STATED TASK:
Render the records from the line containing "Pick out the woman. One pin per instance." through the end of the records, inclusive, as a Markdown table with the columns Number and Record line. Number each line in order and leave out any blank lines.
---------- DATA FOR THE TASK ----------
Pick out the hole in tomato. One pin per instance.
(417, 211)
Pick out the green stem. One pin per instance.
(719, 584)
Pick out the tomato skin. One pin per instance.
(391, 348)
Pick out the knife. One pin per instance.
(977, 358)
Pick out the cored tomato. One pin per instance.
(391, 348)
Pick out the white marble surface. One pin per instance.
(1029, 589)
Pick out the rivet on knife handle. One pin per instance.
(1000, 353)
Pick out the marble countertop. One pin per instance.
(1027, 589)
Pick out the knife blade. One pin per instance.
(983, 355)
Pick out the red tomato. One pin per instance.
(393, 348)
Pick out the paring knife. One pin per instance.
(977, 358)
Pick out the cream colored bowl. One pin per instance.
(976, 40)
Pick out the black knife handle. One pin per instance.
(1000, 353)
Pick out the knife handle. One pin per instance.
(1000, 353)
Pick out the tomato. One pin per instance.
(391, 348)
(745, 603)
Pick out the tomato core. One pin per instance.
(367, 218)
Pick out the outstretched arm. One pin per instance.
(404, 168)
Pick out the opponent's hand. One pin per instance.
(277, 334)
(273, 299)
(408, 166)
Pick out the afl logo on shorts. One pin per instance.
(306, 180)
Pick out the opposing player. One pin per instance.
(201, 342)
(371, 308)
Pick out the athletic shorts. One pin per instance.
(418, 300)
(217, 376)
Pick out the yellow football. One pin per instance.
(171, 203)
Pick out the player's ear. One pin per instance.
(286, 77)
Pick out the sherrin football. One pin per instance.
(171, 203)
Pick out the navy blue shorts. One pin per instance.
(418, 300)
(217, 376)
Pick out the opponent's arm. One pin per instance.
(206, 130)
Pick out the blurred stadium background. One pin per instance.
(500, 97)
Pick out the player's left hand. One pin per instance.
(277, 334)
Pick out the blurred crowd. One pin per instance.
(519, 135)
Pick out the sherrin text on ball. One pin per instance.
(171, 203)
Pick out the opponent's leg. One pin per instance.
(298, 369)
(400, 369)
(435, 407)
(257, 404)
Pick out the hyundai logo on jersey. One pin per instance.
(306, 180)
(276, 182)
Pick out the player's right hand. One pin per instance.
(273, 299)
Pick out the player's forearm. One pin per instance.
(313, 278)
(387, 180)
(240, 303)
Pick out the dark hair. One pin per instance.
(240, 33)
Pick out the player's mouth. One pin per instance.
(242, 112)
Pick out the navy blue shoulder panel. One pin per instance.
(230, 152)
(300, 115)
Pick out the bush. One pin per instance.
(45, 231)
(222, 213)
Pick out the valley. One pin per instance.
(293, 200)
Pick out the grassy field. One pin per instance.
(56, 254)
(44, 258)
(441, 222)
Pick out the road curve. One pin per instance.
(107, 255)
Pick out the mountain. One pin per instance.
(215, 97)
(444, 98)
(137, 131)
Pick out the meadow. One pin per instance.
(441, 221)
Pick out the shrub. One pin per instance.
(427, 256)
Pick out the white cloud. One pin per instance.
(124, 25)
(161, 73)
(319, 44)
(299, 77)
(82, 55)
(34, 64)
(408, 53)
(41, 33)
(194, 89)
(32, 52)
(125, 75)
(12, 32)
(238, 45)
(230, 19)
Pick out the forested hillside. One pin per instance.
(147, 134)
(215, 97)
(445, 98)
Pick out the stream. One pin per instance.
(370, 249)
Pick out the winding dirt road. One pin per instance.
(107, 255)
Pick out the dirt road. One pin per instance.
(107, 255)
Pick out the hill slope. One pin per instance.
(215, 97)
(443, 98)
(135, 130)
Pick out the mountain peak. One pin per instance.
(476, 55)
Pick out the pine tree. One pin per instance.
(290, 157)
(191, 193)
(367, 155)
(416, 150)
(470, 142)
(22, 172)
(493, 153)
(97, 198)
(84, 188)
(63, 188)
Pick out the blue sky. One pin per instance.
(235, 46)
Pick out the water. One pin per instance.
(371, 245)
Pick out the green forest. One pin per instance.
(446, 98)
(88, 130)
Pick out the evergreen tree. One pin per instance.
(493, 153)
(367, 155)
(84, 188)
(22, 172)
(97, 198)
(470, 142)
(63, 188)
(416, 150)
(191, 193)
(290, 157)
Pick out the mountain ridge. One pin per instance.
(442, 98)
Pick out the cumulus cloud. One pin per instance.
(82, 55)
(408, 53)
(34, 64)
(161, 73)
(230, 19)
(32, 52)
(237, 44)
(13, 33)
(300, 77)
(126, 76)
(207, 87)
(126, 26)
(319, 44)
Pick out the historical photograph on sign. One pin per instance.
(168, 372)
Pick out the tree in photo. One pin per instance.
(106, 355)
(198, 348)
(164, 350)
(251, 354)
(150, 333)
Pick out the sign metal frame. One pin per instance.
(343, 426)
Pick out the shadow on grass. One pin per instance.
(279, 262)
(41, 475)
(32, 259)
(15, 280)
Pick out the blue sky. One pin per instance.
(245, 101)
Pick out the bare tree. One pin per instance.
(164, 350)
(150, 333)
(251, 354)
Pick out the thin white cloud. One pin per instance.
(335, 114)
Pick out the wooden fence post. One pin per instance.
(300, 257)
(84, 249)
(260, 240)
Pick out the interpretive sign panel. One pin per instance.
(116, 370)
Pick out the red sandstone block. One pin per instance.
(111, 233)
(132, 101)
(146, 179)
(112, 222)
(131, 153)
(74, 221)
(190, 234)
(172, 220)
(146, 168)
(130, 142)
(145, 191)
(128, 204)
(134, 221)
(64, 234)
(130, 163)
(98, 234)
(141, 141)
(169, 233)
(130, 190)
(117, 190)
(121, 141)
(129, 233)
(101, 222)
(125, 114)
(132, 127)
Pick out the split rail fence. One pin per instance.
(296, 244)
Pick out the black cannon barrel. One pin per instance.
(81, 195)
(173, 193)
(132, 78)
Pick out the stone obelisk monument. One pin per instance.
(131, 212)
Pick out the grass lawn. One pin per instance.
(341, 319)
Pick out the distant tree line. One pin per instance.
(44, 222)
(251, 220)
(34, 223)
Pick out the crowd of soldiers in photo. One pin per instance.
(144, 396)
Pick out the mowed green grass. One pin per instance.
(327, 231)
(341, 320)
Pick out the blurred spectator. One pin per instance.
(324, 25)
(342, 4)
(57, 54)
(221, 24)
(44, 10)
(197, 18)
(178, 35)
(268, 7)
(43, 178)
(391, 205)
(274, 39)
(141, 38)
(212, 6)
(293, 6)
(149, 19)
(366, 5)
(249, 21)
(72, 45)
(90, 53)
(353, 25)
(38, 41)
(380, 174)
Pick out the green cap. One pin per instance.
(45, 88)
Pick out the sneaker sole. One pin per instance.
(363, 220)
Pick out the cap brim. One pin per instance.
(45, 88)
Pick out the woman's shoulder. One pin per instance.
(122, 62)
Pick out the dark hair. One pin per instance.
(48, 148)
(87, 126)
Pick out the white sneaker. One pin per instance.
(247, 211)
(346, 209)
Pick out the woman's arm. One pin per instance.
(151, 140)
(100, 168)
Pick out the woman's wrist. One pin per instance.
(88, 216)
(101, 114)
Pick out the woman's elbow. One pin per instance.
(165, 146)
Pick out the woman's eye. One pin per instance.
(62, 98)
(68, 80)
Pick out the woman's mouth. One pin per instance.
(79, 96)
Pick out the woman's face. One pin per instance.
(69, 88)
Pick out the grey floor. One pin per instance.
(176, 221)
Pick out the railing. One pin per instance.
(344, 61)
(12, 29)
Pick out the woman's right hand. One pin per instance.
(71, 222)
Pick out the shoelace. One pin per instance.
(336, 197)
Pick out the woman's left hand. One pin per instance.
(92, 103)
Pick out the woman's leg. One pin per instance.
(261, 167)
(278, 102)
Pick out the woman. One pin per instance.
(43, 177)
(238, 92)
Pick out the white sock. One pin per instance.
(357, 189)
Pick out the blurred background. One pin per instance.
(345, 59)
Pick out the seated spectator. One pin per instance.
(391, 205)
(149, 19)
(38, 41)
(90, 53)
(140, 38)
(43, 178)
----------
FINISHED ANSWER:
| Number | Record line |
|---|---|
| 1 | Pick out the woman. One pin per instance. |
| 2 | (43, 177) |
| 3 | (238, 92) |
| 4 | Pick out the white sock. One pin per instance. |
| 5 | (357, 189) |
| 6 | Pick out the blurred background. One pin per instance. |
| 7 | (345, 59) |
| 8 | Pick out the seated spectator. One pin per instance. |
| 9 | (391, 205) |
| 10 | (149, 19) |
| 11 | (38, 41) |
| 12 | (90, 53) |
| 13 | (140, 38) |
| 14 | (43, 178) |